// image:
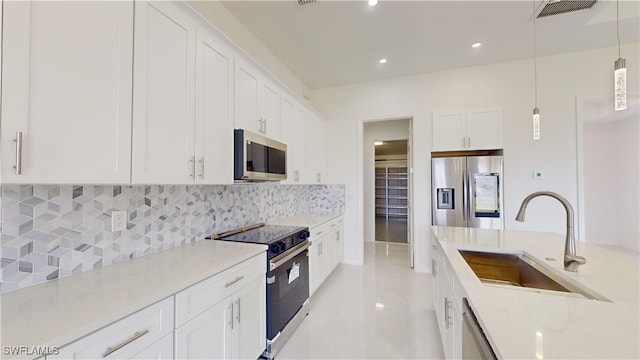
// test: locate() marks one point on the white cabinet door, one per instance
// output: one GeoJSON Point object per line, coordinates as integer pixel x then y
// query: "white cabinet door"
{"type": "Point", "coordinates": [66, 87]}
{"type": "Point", "coordinates": [316, 150]}
{"type": "Point", "coordinates": [214, 110]}
{"type": "Point", "coordinates": [484, 129]}
{"type": "Point", "coordinates": [269, 109]}
{"type": "Point", "coordinates": [292, 127]}
{"type": "Point", "coordinates": [470, 130]}
{"type": "Point", "coordinates": [257, 102]}
{"type": "Point", "coordinates": [163, 110]}
{"type": "Point", "coordinates": [250, 329]}
{"type": "Point", "coordinates": [160, 350]}
{"type": "Point", "coordinates": [207, 336]}
{"type": "Point", "coordinates": [246, 98]}
{"type": "Point", "coordinates": [448, 131]}
{"type": "Point", "coordinates": [126, 337]}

+--

## Exercise details:
Would you please write out the entries in full, exactly as they read, but without pictures?

## Exercise output:
// image:
// test: locate() marks one point on the white cabinet door, one per instance
// output: one GeoJSON Point object per line, coordinates as integer pixel x then y
// query: "white cabinet door"
{"type": "Point", "coordinates": [66, 87]}
{"type": "Point", "coordinates": [316, 150]}
{"type": "Point", "coordinates": [214, 110]}
{"type": "Point", "coordinates": [484, 129]}
{"type": "Point", "coordinates": [269, 109]}
{"type": "Point", "coordinates": [292, 127]}
{"type": "Point", "coordinates": [470, 130]}
{"type": "Point", "coordinates": [257, 102]}
{"type": "Point", "coordinates": [163, 110]}
{"type": "Point", "coordinates": [250, 329]}
{"type": "Point", "coordinates": [160, 350]}
{"type": "Point", "coordinates": [207, 336]}
{"type": "Point", "coordinates": [246, 98]}
{"type": "Point", "coordinates": [448, 131]}
{"type": "Point", "coordinates": [126, 337]}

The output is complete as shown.